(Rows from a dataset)
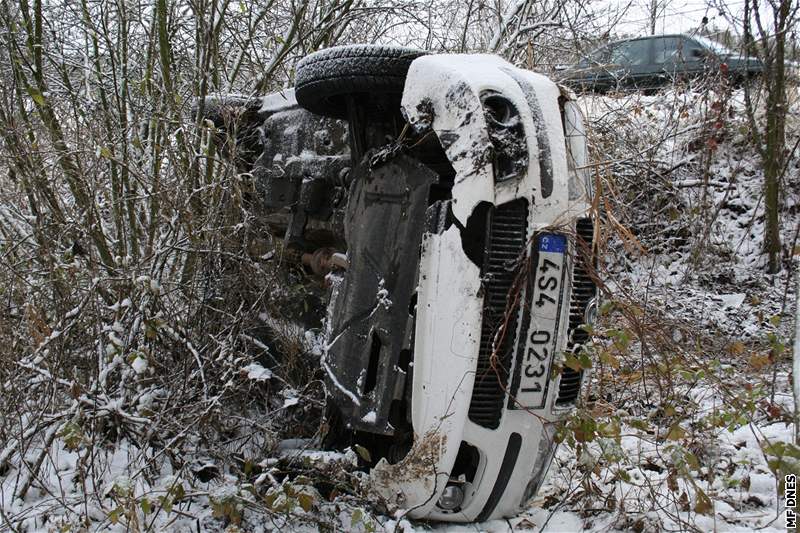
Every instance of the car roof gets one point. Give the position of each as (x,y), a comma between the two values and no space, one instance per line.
(650,37)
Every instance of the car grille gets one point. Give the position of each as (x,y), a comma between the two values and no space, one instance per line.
(505,244)
(583,290)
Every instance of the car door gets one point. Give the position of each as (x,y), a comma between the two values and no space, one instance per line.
(668,59)
(696,58)
(632,64)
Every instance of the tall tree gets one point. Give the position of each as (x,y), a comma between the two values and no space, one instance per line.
(767,39)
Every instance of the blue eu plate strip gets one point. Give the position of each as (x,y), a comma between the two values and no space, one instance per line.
(551,242)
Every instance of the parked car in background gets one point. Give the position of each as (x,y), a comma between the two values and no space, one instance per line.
(446,200)
(657,61)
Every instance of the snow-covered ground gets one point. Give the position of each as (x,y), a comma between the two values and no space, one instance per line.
(682,424)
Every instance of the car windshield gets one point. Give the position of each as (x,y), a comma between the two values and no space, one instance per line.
(712,45)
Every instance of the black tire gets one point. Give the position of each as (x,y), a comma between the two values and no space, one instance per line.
(326,77)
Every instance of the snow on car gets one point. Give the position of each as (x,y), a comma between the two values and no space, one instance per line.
(453,227)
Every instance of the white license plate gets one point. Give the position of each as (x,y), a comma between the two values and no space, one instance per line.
(533,368)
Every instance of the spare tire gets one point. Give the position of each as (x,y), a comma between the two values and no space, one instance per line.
(326,77)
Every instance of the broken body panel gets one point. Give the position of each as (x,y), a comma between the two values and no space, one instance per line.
(493,275)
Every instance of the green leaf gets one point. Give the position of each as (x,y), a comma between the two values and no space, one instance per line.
(306,501)
(37,96)
(676,432)
(166,503)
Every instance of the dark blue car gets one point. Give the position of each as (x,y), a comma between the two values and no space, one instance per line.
(647,63)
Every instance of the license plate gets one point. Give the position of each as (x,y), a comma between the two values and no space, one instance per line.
(544,306)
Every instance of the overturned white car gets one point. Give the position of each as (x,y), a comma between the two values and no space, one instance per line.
(447,199)
(465,281)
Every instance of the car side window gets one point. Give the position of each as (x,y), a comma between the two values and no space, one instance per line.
(667,49)
(631,53)
(599,56)
(693,51)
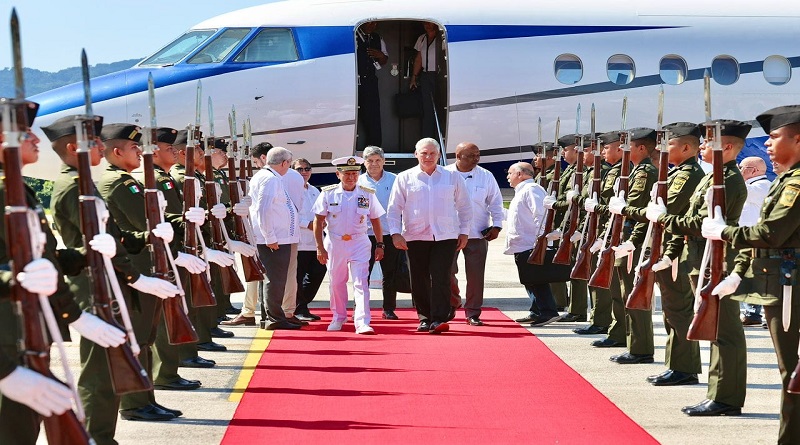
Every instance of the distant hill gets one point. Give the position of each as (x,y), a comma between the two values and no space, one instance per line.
(37,81)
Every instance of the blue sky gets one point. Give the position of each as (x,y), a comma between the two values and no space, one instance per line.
(54,31)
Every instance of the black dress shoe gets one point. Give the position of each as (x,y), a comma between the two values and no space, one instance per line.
(675,378)
(390,315)
(572,318)
(712,408)
(148,412)
(591,330)
(632,359)
(211,346)
(474,321)
(437,327)
(220,333)
(197,362)
(179,385)
(607,343)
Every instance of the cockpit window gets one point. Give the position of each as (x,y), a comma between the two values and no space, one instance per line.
(179,48)
(270,45)
(221,46)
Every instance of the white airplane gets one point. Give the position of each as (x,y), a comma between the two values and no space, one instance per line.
(291,67)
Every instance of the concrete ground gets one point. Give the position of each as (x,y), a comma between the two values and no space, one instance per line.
(208,410)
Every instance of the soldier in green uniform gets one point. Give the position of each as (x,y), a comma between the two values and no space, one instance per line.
(727,373)
(639,323)
(769,250)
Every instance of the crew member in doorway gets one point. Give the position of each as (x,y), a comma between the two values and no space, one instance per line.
(371,55)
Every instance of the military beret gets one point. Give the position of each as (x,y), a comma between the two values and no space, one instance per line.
(166,134)
(65,126)
(731,127)
(779,117)
(642,133)
(680,129)
(128,132)
(608,137)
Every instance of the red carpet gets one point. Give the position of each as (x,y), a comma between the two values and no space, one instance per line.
(496,384)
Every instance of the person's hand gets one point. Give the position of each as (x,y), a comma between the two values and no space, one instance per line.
(39,277)
(191,263)
(195,215)
(241,248)
(164,231)
(219,211)
(655,210)
(727,286)
(623,249)
(155,286)
(664,263)
(712,227)
(616,204)
(41,394)
(94,329)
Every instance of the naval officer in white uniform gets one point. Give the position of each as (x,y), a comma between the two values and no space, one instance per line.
(347,208)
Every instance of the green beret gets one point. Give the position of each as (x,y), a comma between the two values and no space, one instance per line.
(65,126)
(128,132)
(779,117)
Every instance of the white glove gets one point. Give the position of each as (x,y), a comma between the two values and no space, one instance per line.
(164,231)
(241,209)
(191,263)
(712,227)
(616,204)
(219,211)
(623,249)
(664,263)
(549,201)
(241,248)
(590,204)
(39,277)
(42,394)
(727,286)
(220,258)
(98,331)
(555,235)
(655,210)
(195,215)
(155,286)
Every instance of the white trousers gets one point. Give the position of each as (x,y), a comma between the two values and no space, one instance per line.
(347,258)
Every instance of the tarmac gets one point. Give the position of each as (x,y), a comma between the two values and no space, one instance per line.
(208,410)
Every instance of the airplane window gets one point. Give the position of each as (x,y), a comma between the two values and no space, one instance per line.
(270,45)
(568,69)
(777,70)
(221,46)
(673,69)
(621,69)
(725,70)
(179,48)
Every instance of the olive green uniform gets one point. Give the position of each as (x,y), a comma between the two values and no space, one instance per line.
(727,373)
(763,248)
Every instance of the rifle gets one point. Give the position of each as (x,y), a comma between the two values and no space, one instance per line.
(564,253)
(539,250)
(22,231)
(179,327)
(582,269)
(252,267)
(127,373)
(705,324)
(230,279)
(641,297)
(605,264)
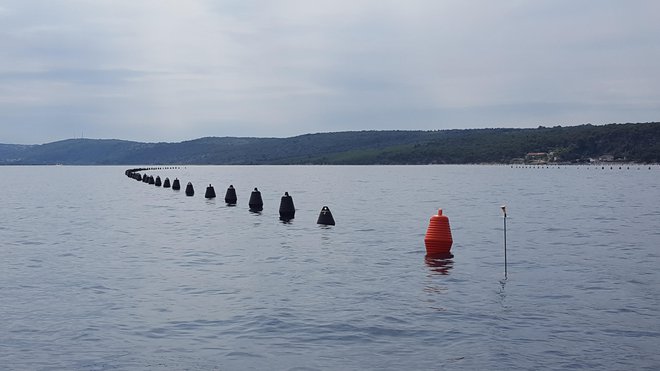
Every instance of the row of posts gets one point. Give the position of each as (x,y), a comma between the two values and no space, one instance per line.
(256,204)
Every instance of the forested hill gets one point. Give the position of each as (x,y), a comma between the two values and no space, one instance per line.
(623,142)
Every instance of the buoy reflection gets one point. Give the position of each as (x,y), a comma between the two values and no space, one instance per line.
(440,263)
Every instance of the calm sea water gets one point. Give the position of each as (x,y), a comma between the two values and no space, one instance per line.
(98,271)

WHAT IS EXPECTED: Recast all the records above as a two-column CSV with the header text,points, giving each line that asks for points its own row alongside the coordinates listed beneath it. Put every field in double quotes, replace line breaks inside a field with spaces, and leave the pictures out.

TASK RESULT:
text,points
"Every instance of the car roof gets one point. Give the position of each as (x,y), a comma between the two values and no space, one instance per line.","(650,37)"
"Every instance of the car grille gets one point. Give the position of each as (x,y), a comma between the two values and no space, one instance per line.","(505,244) (583,290)"
"Every instance of the car door gets one point. Give the position of each as (x,y), a comma between the two values and no space, one instance per line.","(668,59) (696,58) (632,64)"
"Every instance of the tall tree gets one point. Give the position of each as (x,y), a comma between the two values and no space, one instance per line.","(767,39)"
"Every instance of the blue eu plate strip gets one point. Give the position of each as (x,y), a comma between the two values and no space, one instance per line.","(551,242)"
"Every instance of the parked car in background gets one point. Give the position of each as (x,y), a comma between the two values and no space, one instance per line.","(446,200) (657,61)"
"Every instance of the snow-covered ground gets one point. Give the position of each as (x,y), a comma between the two values and no space, one instance per line.","(682,424)"
"Every instance of the car windshield gets one point. Give the position of each as (x,y), a comma between the two values and no space, one instance per line.","(712,45)"
"Every instance of the black tire gets one point. Give the position of each as (x,y), a comma between the two values and no space, one instance per line.","(326,77)"
"Every instance of the snow on car gets one point. Give the position of each as (x,y), a comma between the two values and no space, one instance per line.","(453,227)"
"Every instance of the white license plate gets one point. Give the position of each as (x,y), a comma between the two values and no space, one instance per line.","(533,368)"
"Every instance of the spare tire gets one point. Give the position of each as (x,y), a comma between the two values and no space, one instance per line.","(326,77)"
"Every instance of the broken body panel gets one point. Give the position of each as (x,y), a comma between the two values and no space, one instance per line.","(493,275)"
"Every instance of the green leaf gets one point. Give the position of each as (x,y), a comma between the two values and no space, one instance per line.","(306,501) (37,96) (676,432) (166,503)"
"Every instance of the dark blue car gets one point. Give the position of each as (x,y), a comma between the two values and no space, one instance per line.","(647,63)"
"Every instance of the license plate gets one point. Give the position of each as (x,y), a comma between the two values and no space, one instance per line.","(544,306)"
"Every instance of the overturned white car gets one point. Give the position of each as (x,y), a comma between the two values and no space, one instance per line.","(447,199) (465,281)"
"Every instance of the car side window gets one point. Give the position of each as (x,y), a comma between the two values and no space, one instance per line.","(667,49) (631,53) (599,56) (693,51)"
"Every instance of the distant hill gets one point. Give the position of each as (x,y), a comma between the two values and no space, one instance per line.","(37,81)"
"Every instance of the blue sky gets one point. Give the position of each as (x,y), a comma between the two values and no space, one instance per line.","(54,31)"
"Every instance of the black dress shoe gets one point. Give the position of each as (x,y), a comma between the two values and no space, one instance per line.","(675,378) (390,315) (572,318) (712,408) (148,412) (591,330) (632,359) (211,346) (474,321) (437,327) (220,333) (197,362) (179,385) (607,343)"
"Every instance of the cockpit window gets one point. Give the position of each as (x,y), a comma between the two values and no space, one instance per line.","(179,48) (270,45) (221,46)"
"Every instance of the white airplane gets one point. Give the position of each as (x,y), a comma between the two values and no space, one instance per line.","(291,67)"
"Every instance of the concrete ground gets one point. Give the position of each as (x,y), a comma between the two values and no space, one instance per line.","(208,410)"
"Every instance of the soldier in green uniform gets one point. Give the position of each as (x,y), a comma between the two values and no space, one instance per line.","(727,373) (639,323) (769,250)"
"Every instance of the crew member in doorway gets one point. Give the position of each as (x,y), a comma between the two values and no space, one instance per line.","(371,55)"
"Every instance of the military beret gets one point. Give the position of each as (x,y), a comma between the two values and no space, one instance per line.","(166,134) (65,126) (731,127) (779,117) (642,133) (680,129) (128,132) (608,137)"
"Every instance of the red carpet gets one point. Give the position of each as (x,y), a comma between the two values and no space, one instance per line.","(496,384)"
"Every instance of the person's hand gets one point. Give the position of each as (x,y), a comma between the two values and no space, one instance per line.","(39,277) (191,263) (195,215) (241,248) (164,231) (219,211) (655,210) (727,286) (623,249) (155,286) (664,263) (712,227) (616,204) (41,394) (94,329)"
"Every instance of the naval officer in white uniform gets one point. Give the position of each as (x,y), a comma between the two values and no space, one instance per line.","(347,208)"
"Every instance of the green beret gets one point. Give the position of each as (x,y), a comma between the two values and no space, one instance per line.","(65,126) (128,132) (779,117)"
"Every instance of the white glove gets one point. Give the position of each as (x,y), a comma between the two values and no space, one instance per line.","(164,231) (241,209) (191,263) (712,227) (616,204) (219,211) (623,249) (664,263) (549,201) (241,248) (590,204) (39,277) (42,394) (727,286) (220,258) (98,331) (555,235) (655,210) (195,215) (155,286)"
"Every instance of the white trousers gets one point. Give the position of each as (x,y), a comma between the two values and no space, one instance per line.","(347,258)"
"Every instance of the tarmac gets one point. Give the position of each as (x,y), a comma between the two values and no space, one instance per line.","(208,410)"
"Every instance of the airplane window gets one point. Give the position of each as (x,y), a comma between the two values and no space, one instance per line.","(270,45) (568,69) (777,70) (221,46) (673,69) (621,69) (725,70) (179,48)"
"Every instance of the olive green uniform gets one point. Give the position of each as (x,y), a comma between the two values and no space, one instance per line.","(727,373) (763,248)"
"Every instance of the rifle gets one point. Give the position of each as (x,y), a comma between the two values and no space, one instance per line.","(564,253) (539,250) (22,231) (179,327) (582,269) (252,267) (127,373) (705,324) (230,279) (641,297) (605,264)"
"Every instance of the row of posts gets one point. Give the position of each as (x,y), a comma between the two values and no space, one instance per line.","(256,204)"
"Every instance of the forested hill gets one point. Give the position of each as (x,y), a comma between the two values and no space, one instance per line.","(623,142)"
"Every instance of the buoy reflection gets one point. Give the position of each as (x,y), a comma between the two values and no space, one instance per line.","(440,263)"
"Every instance of the calm sea water gets one point. Give the position of each as (x,y), a comma between the two values and no space, one instance per line.","(98,271)"